**** INPUT DATA

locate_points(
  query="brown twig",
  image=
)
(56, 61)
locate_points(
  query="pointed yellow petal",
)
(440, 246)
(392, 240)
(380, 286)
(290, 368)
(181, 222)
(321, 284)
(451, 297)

********

# EXERCISE
The records above must be transcribed line for line, exactly.

# ANSWER TO THIS TASK
locate_points(
  query="brown twig",
  image=
)
(56, 61)
locate_points(
  query="pointed yellow petal",
)
(440, 246)
(392, 240)
(380, 286)
(290, 368)
(181, 222)
(321, 284)
(451, 297)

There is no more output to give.